[begin LISTED RECORDS]

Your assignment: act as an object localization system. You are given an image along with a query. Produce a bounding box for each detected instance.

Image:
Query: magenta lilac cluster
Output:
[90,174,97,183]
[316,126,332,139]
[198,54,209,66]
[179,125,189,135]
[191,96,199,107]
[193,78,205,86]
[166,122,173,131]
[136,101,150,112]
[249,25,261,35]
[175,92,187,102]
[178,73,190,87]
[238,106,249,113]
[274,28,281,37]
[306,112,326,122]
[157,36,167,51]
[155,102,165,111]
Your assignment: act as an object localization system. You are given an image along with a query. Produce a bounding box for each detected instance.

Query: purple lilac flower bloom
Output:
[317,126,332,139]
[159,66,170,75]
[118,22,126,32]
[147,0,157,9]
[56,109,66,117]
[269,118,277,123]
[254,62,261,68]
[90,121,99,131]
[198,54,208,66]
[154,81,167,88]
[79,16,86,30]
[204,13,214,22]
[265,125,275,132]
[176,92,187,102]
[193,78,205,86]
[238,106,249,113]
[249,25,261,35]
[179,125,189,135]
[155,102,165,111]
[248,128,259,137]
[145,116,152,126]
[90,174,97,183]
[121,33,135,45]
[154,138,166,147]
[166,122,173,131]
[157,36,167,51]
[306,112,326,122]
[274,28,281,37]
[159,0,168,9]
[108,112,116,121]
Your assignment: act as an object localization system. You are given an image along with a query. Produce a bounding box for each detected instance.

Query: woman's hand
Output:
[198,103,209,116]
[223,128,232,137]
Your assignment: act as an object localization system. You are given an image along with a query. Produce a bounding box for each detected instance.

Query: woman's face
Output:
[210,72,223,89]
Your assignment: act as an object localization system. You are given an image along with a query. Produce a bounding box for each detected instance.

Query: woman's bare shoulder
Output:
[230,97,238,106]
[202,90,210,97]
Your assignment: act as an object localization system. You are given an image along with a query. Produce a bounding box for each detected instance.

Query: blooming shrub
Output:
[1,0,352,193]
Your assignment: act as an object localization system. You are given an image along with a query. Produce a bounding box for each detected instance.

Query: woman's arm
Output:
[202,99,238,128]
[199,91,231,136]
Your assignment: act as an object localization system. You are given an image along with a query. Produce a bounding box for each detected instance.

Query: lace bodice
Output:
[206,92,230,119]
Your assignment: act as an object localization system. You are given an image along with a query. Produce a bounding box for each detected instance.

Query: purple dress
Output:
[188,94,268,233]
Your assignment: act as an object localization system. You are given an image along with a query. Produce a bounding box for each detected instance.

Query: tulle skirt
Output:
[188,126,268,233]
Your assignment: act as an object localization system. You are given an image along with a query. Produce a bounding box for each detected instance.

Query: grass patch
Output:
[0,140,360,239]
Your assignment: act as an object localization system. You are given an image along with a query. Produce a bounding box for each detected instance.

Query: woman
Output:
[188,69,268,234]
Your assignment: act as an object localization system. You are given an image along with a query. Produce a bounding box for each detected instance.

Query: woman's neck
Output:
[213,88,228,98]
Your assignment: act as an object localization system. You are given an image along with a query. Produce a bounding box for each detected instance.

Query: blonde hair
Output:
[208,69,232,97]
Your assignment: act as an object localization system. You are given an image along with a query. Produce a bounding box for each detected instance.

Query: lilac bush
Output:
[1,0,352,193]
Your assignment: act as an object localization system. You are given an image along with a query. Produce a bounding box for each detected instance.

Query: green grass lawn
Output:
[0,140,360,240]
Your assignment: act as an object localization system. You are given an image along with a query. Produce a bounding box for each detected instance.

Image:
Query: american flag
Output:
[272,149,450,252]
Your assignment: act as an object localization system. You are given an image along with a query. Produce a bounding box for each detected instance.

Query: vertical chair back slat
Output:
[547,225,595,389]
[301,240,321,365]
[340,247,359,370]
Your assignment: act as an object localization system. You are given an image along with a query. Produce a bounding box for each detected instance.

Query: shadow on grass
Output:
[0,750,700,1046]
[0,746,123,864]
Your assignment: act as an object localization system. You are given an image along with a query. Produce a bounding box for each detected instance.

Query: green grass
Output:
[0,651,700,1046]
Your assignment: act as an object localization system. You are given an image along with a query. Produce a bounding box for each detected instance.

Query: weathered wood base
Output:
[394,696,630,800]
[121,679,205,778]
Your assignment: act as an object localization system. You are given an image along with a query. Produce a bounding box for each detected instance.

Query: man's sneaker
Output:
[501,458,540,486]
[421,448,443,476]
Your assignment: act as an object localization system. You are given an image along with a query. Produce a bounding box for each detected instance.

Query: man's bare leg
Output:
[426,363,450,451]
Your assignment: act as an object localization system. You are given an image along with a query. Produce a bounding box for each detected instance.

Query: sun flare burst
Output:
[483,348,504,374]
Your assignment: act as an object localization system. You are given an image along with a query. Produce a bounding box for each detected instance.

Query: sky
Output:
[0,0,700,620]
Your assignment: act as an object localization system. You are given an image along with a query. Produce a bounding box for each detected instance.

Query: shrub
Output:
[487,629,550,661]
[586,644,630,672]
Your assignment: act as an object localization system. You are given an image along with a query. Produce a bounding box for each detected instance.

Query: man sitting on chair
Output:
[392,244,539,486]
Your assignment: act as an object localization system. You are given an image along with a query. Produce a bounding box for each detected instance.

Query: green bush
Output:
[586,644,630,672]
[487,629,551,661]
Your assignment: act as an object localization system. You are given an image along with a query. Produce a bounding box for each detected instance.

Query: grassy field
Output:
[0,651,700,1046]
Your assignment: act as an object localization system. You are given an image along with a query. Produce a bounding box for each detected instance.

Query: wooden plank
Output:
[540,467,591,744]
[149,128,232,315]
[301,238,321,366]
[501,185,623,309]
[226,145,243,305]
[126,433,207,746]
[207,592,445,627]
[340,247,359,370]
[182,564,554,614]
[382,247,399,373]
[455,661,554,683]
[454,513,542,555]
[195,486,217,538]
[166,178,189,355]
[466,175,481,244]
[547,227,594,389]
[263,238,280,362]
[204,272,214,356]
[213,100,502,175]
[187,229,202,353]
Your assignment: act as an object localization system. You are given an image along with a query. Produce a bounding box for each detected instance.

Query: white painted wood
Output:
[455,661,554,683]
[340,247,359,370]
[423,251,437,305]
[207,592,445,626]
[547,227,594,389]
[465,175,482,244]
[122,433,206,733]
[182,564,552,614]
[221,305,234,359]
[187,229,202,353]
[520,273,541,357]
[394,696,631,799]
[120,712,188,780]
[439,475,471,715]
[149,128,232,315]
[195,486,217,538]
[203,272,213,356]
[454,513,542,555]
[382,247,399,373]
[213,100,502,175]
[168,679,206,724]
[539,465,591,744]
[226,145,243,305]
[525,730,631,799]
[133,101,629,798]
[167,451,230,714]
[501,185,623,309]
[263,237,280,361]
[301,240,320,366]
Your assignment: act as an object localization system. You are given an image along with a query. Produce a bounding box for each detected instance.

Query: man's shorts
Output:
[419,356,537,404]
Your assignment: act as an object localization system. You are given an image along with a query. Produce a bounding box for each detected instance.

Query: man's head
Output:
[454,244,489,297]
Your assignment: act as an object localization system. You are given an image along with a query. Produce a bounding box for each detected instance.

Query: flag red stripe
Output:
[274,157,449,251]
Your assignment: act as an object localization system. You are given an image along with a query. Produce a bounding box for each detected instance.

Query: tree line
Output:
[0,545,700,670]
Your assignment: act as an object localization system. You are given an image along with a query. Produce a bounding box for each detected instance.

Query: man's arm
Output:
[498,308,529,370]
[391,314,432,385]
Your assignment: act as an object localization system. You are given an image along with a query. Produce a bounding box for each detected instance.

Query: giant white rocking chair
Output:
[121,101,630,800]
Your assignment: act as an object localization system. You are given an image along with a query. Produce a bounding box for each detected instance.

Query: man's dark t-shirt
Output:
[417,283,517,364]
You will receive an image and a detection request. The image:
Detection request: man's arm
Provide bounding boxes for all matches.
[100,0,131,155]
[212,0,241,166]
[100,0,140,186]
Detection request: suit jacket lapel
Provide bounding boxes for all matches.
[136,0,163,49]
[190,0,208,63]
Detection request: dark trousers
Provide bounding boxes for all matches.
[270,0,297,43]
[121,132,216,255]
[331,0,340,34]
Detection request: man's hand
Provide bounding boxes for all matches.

[end LISTED RECORDS]

▶ _EXERCISE DETAILS_
Rewrite the items above as a JSON list of strings, one string per line and with blank lines left out, from the start of the items through the line containing "[136,101,150,112]".

▶ _SOLUTION FOR THIS PROBLEM_
[
  "Your assignment: act as an object localization system. You are given an image along with a query. Produce a bounding box for each detected instance.",
  "Image:",
  "Query: magenta lilac cluster",
  "Output:",
  "[90,174,97,183]",
  "[316,126,332,139]",
  "[198,54,209,66]",
  "[179,125,189,135]",
  "[191,96,199,107]",
  "[193,78,205,86]",
  "[166,122,173,131]",
  "[136,101,150,112]"
]